## The exercise
Can you rewrite all the records below, swapping "one pair to a line" for "one pair per line" and leaving everything else unchanged?

---------------

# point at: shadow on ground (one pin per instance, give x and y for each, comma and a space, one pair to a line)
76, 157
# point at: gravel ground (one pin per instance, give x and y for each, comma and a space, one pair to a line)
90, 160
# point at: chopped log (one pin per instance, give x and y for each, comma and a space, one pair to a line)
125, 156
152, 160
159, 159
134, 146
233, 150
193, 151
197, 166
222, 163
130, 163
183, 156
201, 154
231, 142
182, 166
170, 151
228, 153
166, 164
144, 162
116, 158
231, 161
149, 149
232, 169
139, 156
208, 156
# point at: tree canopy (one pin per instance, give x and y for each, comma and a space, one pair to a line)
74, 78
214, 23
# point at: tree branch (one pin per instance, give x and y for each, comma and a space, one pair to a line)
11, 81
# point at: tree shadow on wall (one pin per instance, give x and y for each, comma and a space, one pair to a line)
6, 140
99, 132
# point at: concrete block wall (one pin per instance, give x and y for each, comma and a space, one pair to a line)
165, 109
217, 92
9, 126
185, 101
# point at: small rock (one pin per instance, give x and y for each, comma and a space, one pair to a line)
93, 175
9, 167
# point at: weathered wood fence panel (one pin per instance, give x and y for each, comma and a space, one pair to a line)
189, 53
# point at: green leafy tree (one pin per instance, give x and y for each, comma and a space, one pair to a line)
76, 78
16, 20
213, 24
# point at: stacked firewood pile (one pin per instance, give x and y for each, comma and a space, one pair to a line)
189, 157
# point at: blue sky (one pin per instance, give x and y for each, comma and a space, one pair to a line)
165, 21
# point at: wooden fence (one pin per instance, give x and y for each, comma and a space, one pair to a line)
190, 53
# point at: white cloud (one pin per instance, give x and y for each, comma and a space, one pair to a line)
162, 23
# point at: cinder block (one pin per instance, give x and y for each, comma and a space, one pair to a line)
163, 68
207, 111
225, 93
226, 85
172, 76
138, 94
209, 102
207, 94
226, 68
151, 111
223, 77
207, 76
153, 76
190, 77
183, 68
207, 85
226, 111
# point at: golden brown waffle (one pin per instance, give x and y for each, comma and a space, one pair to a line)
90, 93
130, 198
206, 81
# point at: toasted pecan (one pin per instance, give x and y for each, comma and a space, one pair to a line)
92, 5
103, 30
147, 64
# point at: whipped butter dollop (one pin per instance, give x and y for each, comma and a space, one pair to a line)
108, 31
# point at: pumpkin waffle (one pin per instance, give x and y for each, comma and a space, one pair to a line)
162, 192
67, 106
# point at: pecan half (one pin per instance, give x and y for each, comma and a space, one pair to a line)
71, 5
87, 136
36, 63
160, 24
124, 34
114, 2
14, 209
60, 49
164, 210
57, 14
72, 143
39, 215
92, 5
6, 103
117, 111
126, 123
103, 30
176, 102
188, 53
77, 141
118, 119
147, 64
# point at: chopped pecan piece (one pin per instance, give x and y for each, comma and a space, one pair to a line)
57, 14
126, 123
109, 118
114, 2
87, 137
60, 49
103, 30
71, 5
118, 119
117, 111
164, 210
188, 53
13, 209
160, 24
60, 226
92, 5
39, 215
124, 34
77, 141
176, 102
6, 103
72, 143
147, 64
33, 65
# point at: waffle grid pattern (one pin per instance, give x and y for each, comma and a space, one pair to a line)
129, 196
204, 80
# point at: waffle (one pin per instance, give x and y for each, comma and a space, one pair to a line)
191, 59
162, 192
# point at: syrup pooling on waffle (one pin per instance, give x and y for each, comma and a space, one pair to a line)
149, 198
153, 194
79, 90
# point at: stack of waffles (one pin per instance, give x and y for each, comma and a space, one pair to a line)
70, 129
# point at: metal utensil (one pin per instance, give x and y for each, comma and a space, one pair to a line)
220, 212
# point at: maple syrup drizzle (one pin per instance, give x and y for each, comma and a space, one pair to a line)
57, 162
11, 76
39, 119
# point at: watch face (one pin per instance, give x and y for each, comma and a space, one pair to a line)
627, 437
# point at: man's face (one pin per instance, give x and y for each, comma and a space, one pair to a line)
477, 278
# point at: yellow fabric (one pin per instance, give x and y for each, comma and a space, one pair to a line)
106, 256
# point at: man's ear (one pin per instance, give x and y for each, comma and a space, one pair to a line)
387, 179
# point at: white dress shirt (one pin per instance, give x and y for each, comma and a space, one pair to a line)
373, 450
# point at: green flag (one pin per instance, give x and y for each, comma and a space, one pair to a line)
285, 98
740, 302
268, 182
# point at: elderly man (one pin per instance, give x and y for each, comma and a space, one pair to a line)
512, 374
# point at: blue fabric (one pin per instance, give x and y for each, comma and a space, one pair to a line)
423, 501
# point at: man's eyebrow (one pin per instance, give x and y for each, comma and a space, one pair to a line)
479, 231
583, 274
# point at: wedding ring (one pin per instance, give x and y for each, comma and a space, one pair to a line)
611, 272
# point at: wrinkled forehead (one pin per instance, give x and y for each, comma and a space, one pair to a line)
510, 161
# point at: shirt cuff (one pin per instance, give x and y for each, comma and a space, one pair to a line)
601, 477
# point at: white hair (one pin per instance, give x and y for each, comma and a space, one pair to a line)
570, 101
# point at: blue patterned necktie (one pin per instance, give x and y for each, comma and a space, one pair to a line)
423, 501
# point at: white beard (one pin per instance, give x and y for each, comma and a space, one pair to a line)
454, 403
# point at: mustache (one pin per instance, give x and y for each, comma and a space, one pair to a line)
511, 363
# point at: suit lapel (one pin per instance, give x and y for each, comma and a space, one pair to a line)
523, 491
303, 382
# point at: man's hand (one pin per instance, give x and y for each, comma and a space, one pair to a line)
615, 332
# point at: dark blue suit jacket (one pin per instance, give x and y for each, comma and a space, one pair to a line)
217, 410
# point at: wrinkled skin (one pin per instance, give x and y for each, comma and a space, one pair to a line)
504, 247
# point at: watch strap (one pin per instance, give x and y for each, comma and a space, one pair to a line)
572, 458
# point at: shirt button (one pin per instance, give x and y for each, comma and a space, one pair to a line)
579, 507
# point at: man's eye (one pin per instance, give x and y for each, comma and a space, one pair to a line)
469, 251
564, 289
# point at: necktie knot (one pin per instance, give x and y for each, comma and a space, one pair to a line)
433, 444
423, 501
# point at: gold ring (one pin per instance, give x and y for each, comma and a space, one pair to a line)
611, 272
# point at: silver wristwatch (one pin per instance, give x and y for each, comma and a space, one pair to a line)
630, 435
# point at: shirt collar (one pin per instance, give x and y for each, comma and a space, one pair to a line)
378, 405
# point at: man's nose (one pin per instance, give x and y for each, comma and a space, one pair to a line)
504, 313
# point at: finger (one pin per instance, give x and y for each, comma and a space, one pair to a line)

---------------

## Answer to the task
# point at: shadow on ground (one pin per instance, give x and y for each, comma and a space, one pair per line)
76, 157
# point at: gravel ground (one pin per instance, give x and y for each, comma and a space, one pair per line)
90, 160
# point at: chopped log (one pin per instance, give x and y for each, comma and a space, one pair per line)
125, 156
152, 160
159, 159
134, 146
233, 150
193, 151
197, 166
222, 163
130, 163
183, 156
201, 154
231, 142
182, 166
170, 151
228, 153
166, 164
144, 162
116, 158
231, 161
149, 149
232, 169
139, 156
208, 156
# point at: tree canopy (one pin per instance, give x and y for each, comma and a space, one pair per line)
74, 78
214, 23
# point at: tree branch (one pin per instance, give x and y for each, comma and a space, one pair per line)
11, 81
# point at: tree shadow on wall (one pin per instance, give x and y for each, comma and a space, one pair per line)
6, 140
99, 132
# point at: concrete block wall (one pin per instance, give x and y for each, comma and a space, one pair per line)
165, 109
217, 92
9, 126
185, 101
# point at: small rock (one pin per instance, give x and y for each, comma and a space, one pair per line)
93, 175
9, 167
# point at: weathered wood fence panel (one pin per instance, give x and y for each, comma and a space, one pair per line)
189, 53
# point at: green leafy tree (one pin per instance, give x and y for each, comma and a space, one pair per line)
76, 78
16, 20
213, 24
# point at: stacked firewood pile (one pin per instance, give x and y for each, comma and a space, one pair per line)
189, 157
# point at: blue sky (one pin per instance, give x and y for each, comma and a space, one pair per line)
165, 21
# point at: wooden fence (one pin per instance, give x and y for each, comma and a space, one pair per line)
190, 53
# point at: white cloud (one pin per instance, give x and y for each, comma and a space, one pair per line)
162, 23
# point at: cinder block (one pin per instance, give x and y for each, comma and a space, one pair per line)
163, 68
207, 111
225, 93
226, 85
172, 76
138, 94
209, 102
207, 94
226, 68
151, 111
223, 77
207, 76
153, 76
190, 77
183, 68
207, 85
226, 111
# point at: golden brown waffle (one pin per instance, give x and y for each, comma and a space, one pair per line)
90, 93
130, 198
206, 81
# point at: toasted pecan (one pin per instance, give x and y for each, comma and a space, one pair per line)
92, 5
103, 30
147, 64
# point at: whipped butter dollop (one pin per instance, give x and y for each, comma and a space, one pair per line)
108, 31
# point at: pumpkin waffle (one pin per instance, give x and y for each, comma and a space, one pair per line)
162, 192
67, 106
# point at: pecan half (one pin per instance, give x and y for each, comma and a space, one pair per line)
71, 5
87, 136
36, 63
160, 24
124, 34
114, 2
14, 209
60, 49
164, 210
57, 14
72, 143
39, 215
92, 5
6, 103
117, 111
126, 123
103, 30
176, 102
188, 53
77, 141
118, 119
147, 64
# point at: chopped pecan piece (one pin per instance, give x and y for each, comma and a space, one pair per line)
57, 14
126, 123
109, 118
114, 2
87, 137
60, 49
103, 30
71, 5
118, 119
117, 111
164, 210
188, 53
13, 209
160, 24
60, 226
92, 5
39, 215
124, 34
77, 141
176, 102
6, 103
72, 143
147, 64
33, 65
# point at: waffle grid pattern (one pin per instance, give x and y for each, comma and a space, one pair per line)
129, 196
204, 80
# point at: waffle (one pin per instance, give x and y for each, comma and a space, one pair per line)
191, 59
162, 192
# point at: syrup pooling on waffle (one pin per instance, give x and y for each, comma and a space, one pair per line)
149, 198
153, 194
79, 90
# point at: stack of waffles (one pin per instance, give x and y for each, comma and a space, one pair per line)
70, 129
# point at: metal utensil (one pin per instance, give x and y for each, comma and a space, one pair per line)
220, 212
# point at: maple syrup drizzle (one pin per instance, give x and y for each, comma and a space, one pair per line)
57, 162
11, 76
39, 119
# point at: watch face (one pin per instance, give x and y for each, comma and a space, one pair per line)
627, 437
# point at: man's face (one pin per instance, give x and y for each, comma and a space, one pair per line)
477, 278
# point at: yellow fabric (one pin per instance, give x and y for each, comma and a space, one pair per line)
106, 256
# point at: man's ear (one pin per instance, give x and y for each, comma and a space, one pair per line)
387, 179
# point at: white dress shirt (one pin per instance, give x and y for each, comma and a space, one pair per line)
373, 450
# point at: green flag (one pin per instance, give x and y for each, comma and a space, one pair per line)
285, 98
740, 302
268, 182
# point at: elderly man (one pin per instance, give x and y for each, comma and a space, one pair per line)
512, 374
# point at: blue fabric (one pin per instance, give x and y for each, comma and a space, one pair per line)
423, 501
# point at: man's eyebrow (one pin per instance, give x and y for each, comma and a space, one pair per line)
479, 231
583, 274
# point at: wedding ring (one pin per instance, give x and y for each, comma and a space, one pair per line)
611, 272
# point at: wrinkled forehead (one pin per instance, give x and y for each, comma and a space, one pair per line)
510, 161
# point at: shirt cuff (one pin per instance, give x and y for each, comma and a space, one pair per line)
601, 477
# point at: white hair (one pin per instance, give x and y for each, comma and a space, one pair per line)
570, 101
# point at: blue patterned necktie (one pin per instance, give x and y for each, comma and a space, one pair per line)
423, 501
# point at: white beard (one pin per instance, give x and y for each, comma and a space, one pair per line)
454, 403
# point at: mustache (one pin per instance, give x and y for each, comma and a space, one pair per line)
511, 363
# point at: suit lapel (one pin per instance, give x and y for each, comma and a space, one pair per line)
523, 491
303, 382
# point at: man's hand (one pin per instance, give x and y for each, comma and a space, one pair per line)
615, 332
# point at: dark blue suit jacket (one pin per instance, give x and y for each, comma and a space, one pair per line)
217, 410
# point at: wrinkled skin (one pin per instance, give x and y for each, comma and a space, one pair per line)
504, 247
# point at: watch strap (one pin per instance, give x and y for each, comma and a space, one pair per line)
572, 458
# point at: shirt button (one pin per instance, give x and y for each, comma and a space, one pair per line)
579, 507
# point at: man's eye (one pin per instance, give x and y for each, comma and a space, one pair per line)
469, 251
564, 289
# point at: necktie knot (one pin per instance, give x and y for each, comma and a space, one pair per line)
433, 444
423, 501
# point at: gold ring (one pin per instance, give x and y for each, comma and a space, one pair per line)
611, 272
# point at: silver wristwatch (one pin per instance, give x and y for each, comma and a space, one pair per line)
630, 435
# point at: shirt collar (one pin per instance, give x and y for each, comma and a space, one pair per line)
378, 405
# point at: man's nose (one pin per instance, give x and y for each, comma and a space, one pair per line)
504, 313
# point at: finger (one pin per instance, give x and y for each, comma and a space, one pair per line)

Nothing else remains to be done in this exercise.